> _Lesetext_
Genau jenen Gustenau soll Stockhammer vor ein einigen Monaten aber zu einer Diskussionsveranstaltung geladen haben – was auf Unverständnis im Sicherheitsbetrieb stieß. Die beiden kennen einander aus der gemeinsamen Zeit im Verteidigungsressort, beide bestreiten die Einladung.

Rechter Blogger im Uni-Kurs

Es gibt aber noch eine Person in Stockhammers Nähe, die Österreichs Behörden beschäftigt: Alexander Surowiec. Der selbsternannte "Investigativjournalist" arbeitete eine Zeitlang im FPÖ-Generalsekretariat. Surowiec pflegte aber offenbar auch Kontakt zu Ex-Staatsschützer Egisto Ott. Ott sitzt aktuell wegen mutmaßlicher Russland-Spionage in U-Haft. Und ausgerechnet Surowiec soll Ott drei speziell verschlüsselte Laptops besorgt haben. Von den Geräten soll einer über einen Spionagering Marsaleks den Weg nach Moskau gefunden haben – wie auch die Handys dreier österreichischer Spitzenbeamter. Was sich auf dem Laptop befand, ist unklar.

> _Gestellte Aufgabe 1_
Wo war Alexander Surowiec laut dem Lesetext eine Zeitlang tätig?
> _Gestellte Aufgabe 2_
Greife den Lesetext über die Spionagevorwürfe um Surowiec und Ott nach seinem letzten Satz auf und schreibe ihn weiter.
Das Material wird zur Bearbeitung nicht benötigt.

> _Bereitgestelltes Material_
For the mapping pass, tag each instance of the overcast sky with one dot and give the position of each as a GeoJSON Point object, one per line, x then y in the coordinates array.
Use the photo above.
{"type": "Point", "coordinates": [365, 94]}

> _Schriftliche Antwort 1_
Im FPÖ-Generalsekretariat.

> _Schriftliche Antwort 2_
Aber was hat das mit Stockhammer zu tun? Surowiec nimmt an dem von Stockhammer gegründeten Masterlehrgang "Counter Extremism and Intelligence" an der Donau-Uni Krems teil – gemeinsam mit Verfassungsschützern. Surowiec’ Teilnahme schmeckte den Sicherheitsbehörden nicht. Der Blogger twitterte selbst von einer angeblichen "Intervention" gegen ihn. Stockhammer wird in Sicherheitskreisen nachgesagt, Surowiec freundschaftlich verbunden zu sein und deshalb nichts gegen dessen Präsenz im Lehrgang zu haben. Das verneint Stockhammer vehement. Was es mit der "Intervention" auf sich hat, darüber könne er aus Datenschutzgründen nicht sprechen. Surowiec reagierte auf eine Anfrage des STANDARD nicht.

Krisper: "Wir erwarten uns rasche Aufklärung"

"Die Fälle zeigen einmal mehr: Dieser ÖVP darf man die Sicherheit Österreichs nicht länger anvertrauen", entgegnet Neos-Sicherheitssprecherin Stephanie Krisper auf die Recherchen. "Wie konnte jemand, der Pressesprecher bei der FPÖ war, 2023 einen Lehrgang der Direktion Staatsschutz und Nachrichtendienst besuchen? Wer aus dem Innenministerium hat das genehmigt und wer trägt die Verantwortung? Und wie konnte jemand wie Stockhammer von den ÖVP-Innenministern hofiert und mit einem Lehrgang für unseren Verfassungsschutz betraut werden?"

Wenn die Volkspartei sehenden Auges zulasse, dass der Verfassungsschutz von Menschen infiltriert werde, die nicht für die Sicherheit Österreichs arbeiten würden, sondern für ihre eigenen, in diesem Fall durch Russland korrumpierte Interessen, sagt Krisper, dann sei Feuer am Dach: "Wir erwarten uns rasche Aufklärung und Konsequenzen.“ (Jan Michael Marchart, Fabian Schmid, 11.5.2024)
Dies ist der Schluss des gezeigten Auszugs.